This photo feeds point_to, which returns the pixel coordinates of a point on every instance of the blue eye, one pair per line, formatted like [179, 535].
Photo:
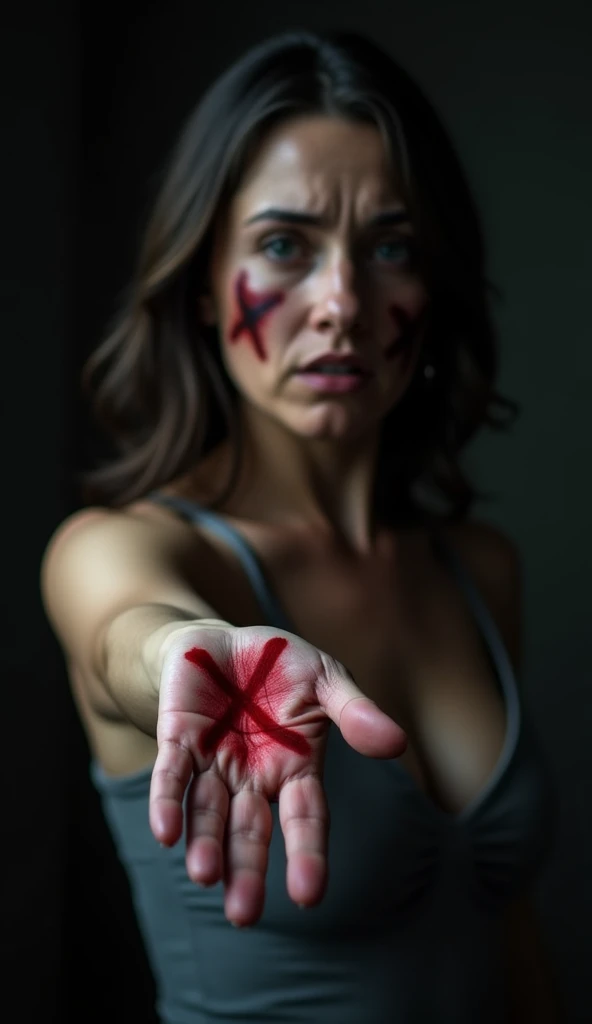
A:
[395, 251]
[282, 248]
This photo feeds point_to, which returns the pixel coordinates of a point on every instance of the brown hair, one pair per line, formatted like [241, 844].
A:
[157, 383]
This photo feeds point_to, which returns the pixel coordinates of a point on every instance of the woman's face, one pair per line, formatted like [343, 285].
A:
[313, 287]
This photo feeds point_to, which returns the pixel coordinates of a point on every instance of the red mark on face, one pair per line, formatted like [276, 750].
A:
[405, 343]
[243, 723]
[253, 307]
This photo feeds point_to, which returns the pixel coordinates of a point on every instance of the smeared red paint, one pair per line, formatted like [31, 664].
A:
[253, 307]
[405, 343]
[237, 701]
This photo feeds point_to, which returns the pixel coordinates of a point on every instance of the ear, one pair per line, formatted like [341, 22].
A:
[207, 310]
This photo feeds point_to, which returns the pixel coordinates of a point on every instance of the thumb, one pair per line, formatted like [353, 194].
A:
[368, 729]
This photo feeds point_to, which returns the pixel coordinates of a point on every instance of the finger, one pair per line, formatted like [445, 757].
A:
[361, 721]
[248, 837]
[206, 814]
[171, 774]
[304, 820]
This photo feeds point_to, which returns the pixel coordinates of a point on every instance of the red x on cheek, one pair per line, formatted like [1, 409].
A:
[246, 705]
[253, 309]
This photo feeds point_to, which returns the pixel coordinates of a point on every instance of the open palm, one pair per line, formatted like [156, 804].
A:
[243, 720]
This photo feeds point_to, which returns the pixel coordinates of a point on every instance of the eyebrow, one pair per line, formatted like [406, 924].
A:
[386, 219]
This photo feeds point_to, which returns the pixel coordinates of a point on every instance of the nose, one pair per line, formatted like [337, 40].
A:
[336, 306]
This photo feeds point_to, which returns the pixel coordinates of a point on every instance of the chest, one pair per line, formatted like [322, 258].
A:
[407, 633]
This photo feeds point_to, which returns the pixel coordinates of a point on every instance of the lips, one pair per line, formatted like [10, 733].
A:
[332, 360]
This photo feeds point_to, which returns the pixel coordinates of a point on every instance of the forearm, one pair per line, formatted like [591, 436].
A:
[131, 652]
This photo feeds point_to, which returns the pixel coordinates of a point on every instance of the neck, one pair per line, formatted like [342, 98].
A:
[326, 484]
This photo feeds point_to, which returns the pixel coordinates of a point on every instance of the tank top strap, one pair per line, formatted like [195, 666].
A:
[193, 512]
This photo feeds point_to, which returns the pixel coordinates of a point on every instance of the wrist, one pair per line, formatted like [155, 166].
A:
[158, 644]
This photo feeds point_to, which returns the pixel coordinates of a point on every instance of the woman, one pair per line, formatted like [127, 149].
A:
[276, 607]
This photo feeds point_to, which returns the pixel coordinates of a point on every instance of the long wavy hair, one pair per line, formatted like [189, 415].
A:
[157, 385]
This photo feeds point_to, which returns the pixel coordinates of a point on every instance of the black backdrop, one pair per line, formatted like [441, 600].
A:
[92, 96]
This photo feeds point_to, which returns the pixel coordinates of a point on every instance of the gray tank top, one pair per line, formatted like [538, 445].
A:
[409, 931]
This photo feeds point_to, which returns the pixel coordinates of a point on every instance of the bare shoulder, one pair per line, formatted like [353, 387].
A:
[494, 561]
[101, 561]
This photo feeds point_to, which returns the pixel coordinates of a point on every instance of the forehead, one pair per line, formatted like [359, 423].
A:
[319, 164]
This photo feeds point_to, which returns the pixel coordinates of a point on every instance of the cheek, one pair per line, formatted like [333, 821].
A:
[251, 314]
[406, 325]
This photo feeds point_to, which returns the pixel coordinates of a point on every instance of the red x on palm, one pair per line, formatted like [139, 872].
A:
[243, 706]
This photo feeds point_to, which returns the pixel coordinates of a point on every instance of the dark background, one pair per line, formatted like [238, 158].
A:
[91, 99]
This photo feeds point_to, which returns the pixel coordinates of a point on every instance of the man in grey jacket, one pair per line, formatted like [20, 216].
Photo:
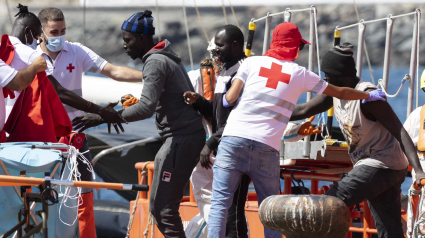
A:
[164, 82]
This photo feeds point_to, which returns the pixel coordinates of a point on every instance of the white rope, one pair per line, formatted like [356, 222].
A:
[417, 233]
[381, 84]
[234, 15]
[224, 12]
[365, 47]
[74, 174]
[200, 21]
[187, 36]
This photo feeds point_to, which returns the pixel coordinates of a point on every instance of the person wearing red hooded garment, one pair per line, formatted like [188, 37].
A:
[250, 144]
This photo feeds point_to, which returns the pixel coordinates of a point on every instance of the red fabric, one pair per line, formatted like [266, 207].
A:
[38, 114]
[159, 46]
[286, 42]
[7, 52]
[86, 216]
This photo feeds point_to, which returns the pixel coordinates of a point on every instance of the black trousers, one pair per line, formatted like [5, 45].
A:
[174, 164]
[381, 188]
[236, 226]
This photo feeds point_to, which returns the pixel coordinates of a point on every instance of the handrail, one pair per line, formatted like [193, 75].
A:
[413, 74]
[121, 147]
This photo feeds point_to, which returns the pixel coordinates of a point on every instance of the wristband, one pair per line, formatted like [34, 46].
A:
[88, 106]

### Task statement:
Each line of the data should be printed again exactly. Please leave pictures out.

### Answer area:
This photo feeds point_to, which returns the pixel coordinates of a point on every instance of the blue eye, one pair per line, formatted like [179, 535].
Photo:
A:
[395, 251]
[282, 248]
This photo feeds point_to, which returns the pixel coordinates of a point on every instance of the brown hair, one pair per line, formatted like [241, 844].
A:
[157, 383]
This photo feeds point_to, which returns the pixel coordinates of a point on every instance of the woman's face, one pair per line, formatted like [343, 285].
A:
[313, 287]
This photo feeds point_to, which returns the pixel coordinates of a point on every instance of the red mark on face, one pair per line, formatted like [276, 750].
A:
[405, 343]
[243, 723]
[253, 307]
This photo feeds point_to, which returns the pixel coordinates of a point on every instance of the smeared red paint, one pair per line, formatted like [31, 664].
A:
[253, 307]
[405, 343]
[237, 701]
This photo feeds point_to, which returns the pixel coordinates of a point on every instance of the ear, one pair per line, formatted like [341, 22].
A:
[207, 310]
This photo feeds point_to, which returns the pixel coordinates of a point on every instance of the thumb, one pair per line, formatted like [353, 194].
A:
[368, 729]
This photo feeds point_to, which returns the pixel coordinates of a point on every instance of the finger, one pair per line, formatted like [445, 757].
A:
[361, 721]
[248, 837]
[206, 814]
[171, 774]
[304, 820]
This photo feeds point_to, which returns the pixel coordinates of a point on every instance of the red x on cheek, one pair per line, formatted like [1, 409].
A:
[246, 705]
[253, 309]
This photo feeds point_to, which returns the pixel coordinates of a point on every instance of the open palm, one pair per line, formatted like [156, 804].
A:
[243, 720]
This photo feeds point_to, which returns the pixel coordinates of a point on every instance of the eyebrow, one pair per line, formatted like [406, 924].
A:
[386, 219]
This photo feeds point_to, which returns the pixel coordinates of a point on every instance of the nose, one pair per line, formatted like [337, 40].
A:
[336, 306]
This photo feeds point_to, which returns the pixel coordinates of a point on every instance of the chest, one pair per line, formatted like [322, 258].
A:
[407, 633]
This photo feeds point_to, which returns the pixel coordinates of a point on every instance of the lips, one pair per line, formatted like [10, 733].
A:
[332, 360]
This photo feeds point_to, which returns the pixel coordinates of a point on every instance of the forearm, one pair per line, formatted like [591, 436].
A:
[131, 652]
This photo feeds point_to, which returns the pixel coordinates of a point on every instance of the neck, one pair per line, formatted like [342, 98].
A:
[326, 484]
This photo feeds point_to, which returns the pixel coordinates of a point on every instance of the tank top strap, one pair per line, formatted like [195, 666].
A:
[193, 512]
This photo feeds point_to, which returns the pixel coordinates of a point on every instance of the wrist, one pair per line, formatted like [155, 166].
A:
[158, 644]
This photo feeds point_to, which returns the pixel coordinates of a point on every instance of the woman, one pair per line, formatted like [127, 149].
A:
[276, 607]
This photo feeds point_to, which returns the pixel coordinates of a point on every instance of the long wavy hair, one pair per line, formatted like [189, 415].
A:
[157, 385]
This photo feeds point_to, which returns the pixel coordinates of a point on every instance of the black backdrop, one pair per line, formatted like [441, 600].
A:
[92, 96]
This photo feeds point_to, which returns the pixel coordinates of a point on every instance of the gray tank top, one pair per line, formatted like [538, 445].
A:
[409, 931]
This photo feeds point_to, which returns the pixel coordinates of a point on every instance of the bare shoulder, one pair per line, formatted like [353, 387].
A:
[494, 561]
[101, 561]
This photo feeds point_to, which returns the pixel coordinates of a point on every instance of the forehead, one pair per line, formatted like [359, 423].
A:
[319, 164]
This photo feeds point_to, which returns the pixel coordinates of a point on every instance of the cheek, one pair per line, formatted like [333, 821].
A:
[251, 314]
[406, 325]
This photo feeds point_to, which returns the pixel coordinates of a point on every instance of the red x on palm, one pair per line, formatted like [139, 872].
A:
[243, 706]
This photo feeds point_to, which returns the pixel coordinates of a point on every instance of the dark background, one pair per line, formatted like [238, 158].
A:
[91, 99]
This photo feeds point_to, which returns the pixel coordinates of a point on every instance of the man in grey jacket, one pair per line, formatted like [20, 216].
Photo:
A:
[164, 82]
This photo feeds point_to, which returns the pixel coordinates of a point on every instance of the white rope, one pair per line, formatted like [356, 222].
A:
[417, 233]
[381, 84]
[234, 15]
[224, 12]
[365, 47]
[74, 174]
[200, 21]
[187, 36]
This photo feeds point_to, which returns the pixel coordinates of a point on every instance of the person wearing red hooded garment, one pair per line, formatted like [188, 37].
A:
[250, 144]
This photo feeds point_to, which returns the pixel coordinates of a point on every instance of the red fabric, one pair per line, formatted like [266, 207].
A:
[38, 114]
[159, 46]
[286, 42]
[7, 52]
[86, 216]
This photo feeds point_to, which returns the pixel coordinates of a point on every instance of the black trousers, one pair per line, formatted like [5, 45].
A:
[174, 164]
[381, 188]
[236, 226]
This photo feeds point_to, which returns the pixel coordinates of a point on every instance of the handrail, one pair per line, formatted like [193, 75].
A:
[413, 74]
[121, 147]
This photo feeds point_to, which returns the pixel coordinates of a point on every instance of the wristband, one pair per line, formatted like [34, 46].
A:
[88, 106]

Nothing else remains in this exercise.